▶ _Set problem_
Convert each line of the material below into a JSON list of strings, with one string per line and blank lines omitted.

>>>

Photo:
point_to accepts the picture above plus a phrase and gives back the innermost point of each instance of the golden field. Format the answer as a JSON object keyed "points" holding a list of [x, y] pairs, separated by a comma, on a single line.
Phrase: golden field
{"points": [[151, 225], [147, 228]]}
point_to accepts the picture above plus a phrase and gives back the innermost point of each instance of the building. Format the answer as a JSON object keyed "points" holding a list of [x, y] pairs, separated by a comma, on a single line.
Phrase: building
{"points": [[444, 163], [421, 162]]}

<<<

▶ _Exercise solution_
[
  "Photo:",
  "point_to accepts the picture above plus a phrase and gives back the innermost point of each instance of the golden field. Format the answer as a JSON object keyed \"points\" holding a list of [x, y] pairs, separated by a comma, on a single line.",
  "Phrase: golden field",
  "{\"points\": [[151, 225], [147, 228]]}",
  "point_to accepts the picture above plus a phrase and gives back the innermost point of each instance of the building. Format the answer as a JSON object keyed \"points\" holding a list of [x, y] pairs, separated by a comma, on a single line.",
  "Phrase: building",
  "{\"points\": [[444, 163], [421, 162]]}"
]